───── TESTO ─────

Con il senno di poi, sarebbe utile e doveroso chiedersi se Trump avrebbe ottenuto la vittoria quattro anni fa e il grande consenso di questi anni senza l’uso ossessivo e spropositato dei suoi account, peraltro sciaguratamente amplificati dai media e dai suoi supporter. Ma la questione riguarda più in generale i suoi emuli sparsi per il mondo e il funzionamento della democrazia sostanziale nei Paesi liberi. Se da un lato preoccupa il fatto che regimi autoritari tendono a chiudere o a limitare l’uso della rete, dall’altro lato non si può non vedere come l’abile uso degli account diventi uno straordinario e falsificante motore di consenso. E’ utile notare che uno dei leader più longevi di una delle più forti e sane democrazie del mondo non utilizzi tweet e non abbia un account personale: Angela Merkel.
Proprio la Merkel – cresciuta nella Germania comunista e per questo sensibilissima quando sono in gioco libertà personali e d’espressione – ha criticato la decisione dei vertici di Twitter, essendo convinta che un’azienda privata non avrebbe il diritto di togliere la parola e che la materia dovrebbe essere regolata da poteri pubblici e decisioni politiche che purtroppo tardano ad essere prese, sia sul piano normativo, sia sul piano economico.

─────

- [COMPITO]
Secondo il testo, quale leader non utilizza tweet e non ha un account personale?

───── DATI SEGUENTI ─────

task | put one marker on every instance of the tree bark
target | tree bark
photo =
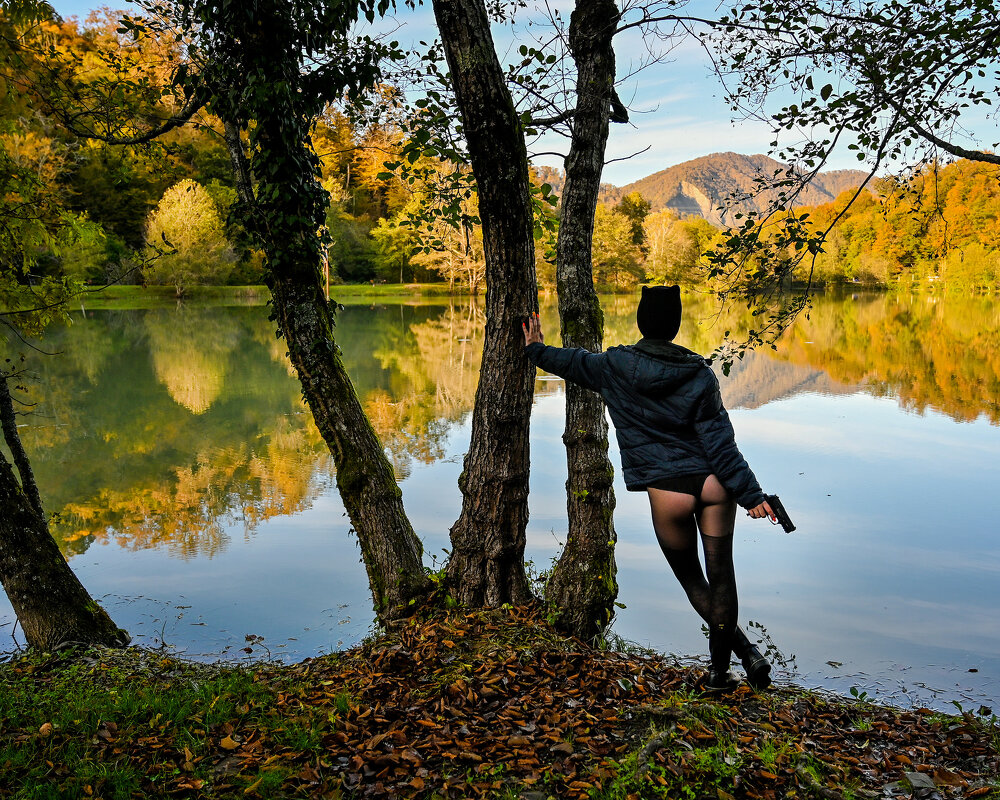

─────

- [RISULTATO]
Angela Merkel.